#### What needs to be done
Render the lines below as a Markdown table with two columns, Row and Line, giving each row a number and omitting blank lines. Include only the lines from the one containing "Mark each instance of the yellow petal" through the final line.

Start

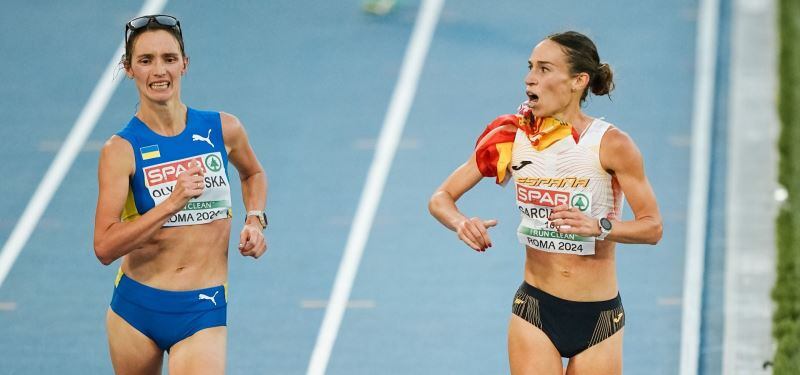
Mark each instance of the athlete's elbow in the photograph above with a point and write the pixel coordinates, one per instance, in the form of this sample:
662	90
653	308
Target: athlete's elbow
103	254
657	231
435	202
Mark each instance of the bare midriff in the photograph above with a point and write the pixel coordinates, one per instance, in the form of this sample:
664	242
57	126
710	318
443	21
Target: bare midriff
574	277
182	258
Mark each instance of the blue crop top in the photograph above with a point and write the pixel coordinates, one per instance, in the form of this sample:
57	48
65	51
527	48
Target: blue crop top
160	159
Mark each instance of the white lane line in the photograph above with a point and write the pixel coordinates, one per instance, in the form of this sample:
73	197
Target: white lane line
66	155
705	73
402	98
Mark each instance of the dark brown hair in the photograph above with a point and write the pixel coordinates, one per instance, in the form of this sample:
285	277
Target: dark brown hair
583	58
175	32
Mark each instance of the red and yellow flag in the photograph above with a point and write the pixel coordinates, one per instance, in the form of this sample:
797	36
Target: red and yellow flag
494	146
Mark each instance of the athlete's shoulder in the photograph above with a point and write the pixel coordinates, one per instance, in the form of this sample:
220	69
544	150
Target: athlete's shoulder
616	139
618	150
117	152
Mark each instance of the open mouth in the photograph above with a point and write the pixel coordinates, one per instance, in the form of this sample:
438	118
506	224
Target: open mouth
159	85
532	99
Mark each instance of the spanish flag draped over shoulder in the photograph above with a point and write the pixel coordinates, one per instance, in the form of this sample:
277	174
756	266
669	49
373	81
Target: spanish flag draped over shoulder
493	147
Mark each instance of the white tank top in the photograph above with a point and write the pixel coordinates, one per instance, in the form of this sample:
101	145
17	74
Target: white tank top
564	173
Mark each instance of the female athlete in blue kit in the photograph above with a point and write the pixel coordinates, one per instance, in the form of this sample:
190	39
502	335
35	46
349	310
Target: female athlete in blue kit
571	173
164	207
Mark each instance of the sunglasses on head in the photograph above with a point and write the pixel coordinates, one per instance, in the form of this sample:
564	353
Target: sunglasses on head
164	20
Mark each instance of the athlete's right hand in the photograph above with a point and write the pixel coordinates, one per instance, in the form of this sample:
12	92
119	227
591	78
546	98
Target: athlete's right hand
189	185
473	232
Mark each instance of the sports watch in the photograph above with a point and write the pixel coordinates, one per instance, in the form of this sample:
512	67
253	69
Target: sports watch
605	228
261	215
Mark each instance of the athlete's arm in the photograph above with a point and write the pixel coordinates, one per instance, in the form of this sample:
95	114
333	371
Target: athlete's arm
620	155
113	238
254	183
442	206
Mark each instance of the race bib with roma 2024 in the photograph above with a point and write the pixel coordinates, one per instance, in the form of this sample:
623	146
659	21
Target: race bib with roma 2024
536	230
213	204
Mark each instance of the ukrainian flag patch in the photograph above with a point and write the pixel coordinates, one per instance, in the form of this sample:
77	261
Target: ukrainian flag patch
150	152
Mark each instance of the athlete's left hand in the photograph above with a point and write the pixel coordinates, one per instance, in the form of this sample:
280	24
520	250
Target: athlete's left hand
568	219
251	241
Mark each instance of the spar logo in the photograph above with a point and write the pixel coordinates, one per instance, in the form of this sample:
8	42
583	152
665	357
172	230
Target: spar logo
541	197
168	172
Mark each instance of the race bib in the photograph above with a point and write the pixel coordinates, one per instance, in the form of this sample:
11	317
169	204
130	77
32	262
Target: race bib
213	204
536	230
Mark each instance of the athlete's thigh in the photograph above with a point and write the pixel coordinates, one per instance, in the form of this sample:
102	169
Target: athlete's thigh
604	358
131	351
530	351
201	353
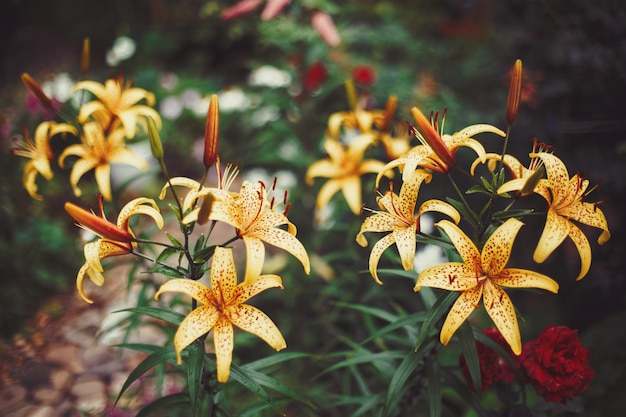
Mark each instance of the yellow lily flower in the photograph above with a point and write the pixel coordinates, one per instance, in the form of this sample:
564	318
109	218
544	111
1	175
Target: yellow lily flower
344	166
222	307
117	100
437	150
252	216
115	239
481	275
97	152
565	203
400	219
39	153
525	181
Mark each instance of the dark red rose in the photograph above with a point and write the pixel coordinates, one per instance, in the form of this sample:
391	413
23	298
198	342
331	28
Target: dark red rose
363	74
493	367
314	76
557	364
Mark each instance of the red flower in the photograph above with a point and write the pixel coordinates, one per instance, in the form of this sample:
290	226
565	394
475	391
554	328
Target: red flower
493	367
557	364
363	74
315	75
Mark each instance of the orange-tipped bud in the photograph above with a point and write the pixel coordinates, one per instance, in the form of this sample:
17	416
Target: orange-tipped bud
433	138
155	139
98	225
211	132
390	110
351	94
35	89
84	57
515	92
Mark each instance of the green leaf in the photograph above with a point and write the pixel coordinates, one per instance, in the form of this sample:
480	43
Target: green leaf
512	213
402	374
434	388
165	354
174	241
468	347
174	400
167	270
441	306
274	359
461	388
169	316
195	367
464	212
241	375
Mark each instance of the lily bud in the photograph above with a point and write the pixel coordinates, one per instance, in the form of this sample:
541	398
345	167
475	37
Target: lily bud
155	139
433	139
205	209
99	225
211	132
390	109
515	92
85	55
351	94
37	91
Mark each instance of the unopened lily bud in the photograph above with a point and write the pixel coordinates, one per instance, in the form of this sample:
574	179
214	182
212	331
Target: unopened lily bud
205	209
390	110
36	90
433	138
85	56
211	132
97	224
155	139
515	92
351	94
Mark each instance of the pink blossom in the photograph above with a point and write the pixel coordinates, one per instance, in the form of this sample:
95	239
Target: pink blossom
325	27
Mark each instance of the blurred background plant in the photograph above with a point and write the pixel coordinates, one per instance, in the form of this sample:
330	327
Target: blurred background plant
278	80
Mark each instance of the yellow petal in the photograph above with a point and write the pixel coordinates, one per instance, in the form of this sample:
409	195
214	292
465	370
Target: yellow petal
554	232
377	252
223	273
247	290
583	247
253	320
589	214
523	278
497	250
463	244
452	276
196	324
286	241
192	288
255	257
223	340
460	311
441	207
351	188
501	310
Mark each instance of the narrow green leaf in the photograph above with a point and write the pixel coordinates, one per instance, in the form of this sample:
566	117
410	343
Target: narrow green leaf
174	241
166	354
274	359
441	306
195	362
175	400
434	388
461	388
512	213
468	347
169	316
402	374
241	375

End

#### Task solution
| Row | Line |
|---|---|
| 1 | Mark each instance of the yellow petal in the photograph above with a point and write the pixel coordinates, one per instance, in the form of this sample: |
| 2 | 409	195 |
| 3 | 214	292 |
| 4 | 465	370 |
| 5 | Target: yellow petal |
| 6 | 554	232 |
| 7 | 377	252 |
| 8 | 223	273 |
| 9 | 247	290 |
| 10 | 583	247 |
| 11 | 253	320 |
| 12 | 589	214 |
| 13 | 523	278 |
| 14 | 497	250 |
| 15 | 463	244 |
| 16 | 452	276 |
| 17 | 196	324 |
| 18 | 286	241 |
| 19 | 192	288 |
| 20 | 255	257 |
| 21 | 223	340 |
| 22 | 460	311 |
| 23 | 441	207 |
| 24 | 351	188 |
| 25 | 501	310 |
| 26 | Mark each instance of the narrow green leaf in the photograph above with a point and write the pixel coordinates, one per instance, in the form of this sample: |
| 27 | 566	117 |
| 28 | 410	343 |
| 29 | Target: narrow green leaf |
| 30 | 174	241 |
| 31 | 166	354 |
| 32 | 274	359 |
| 33 | 441	306 |
| 34 | 195	362 |
| 35 | 175	400 |
| 36 | 434	388 |
| 37 | 461	388 |
| 38 | 512	213 |
| 39 | 468	347 |
| 40 | 169	316 |
| 41 | 402	374 |
| 42 | 241	375 |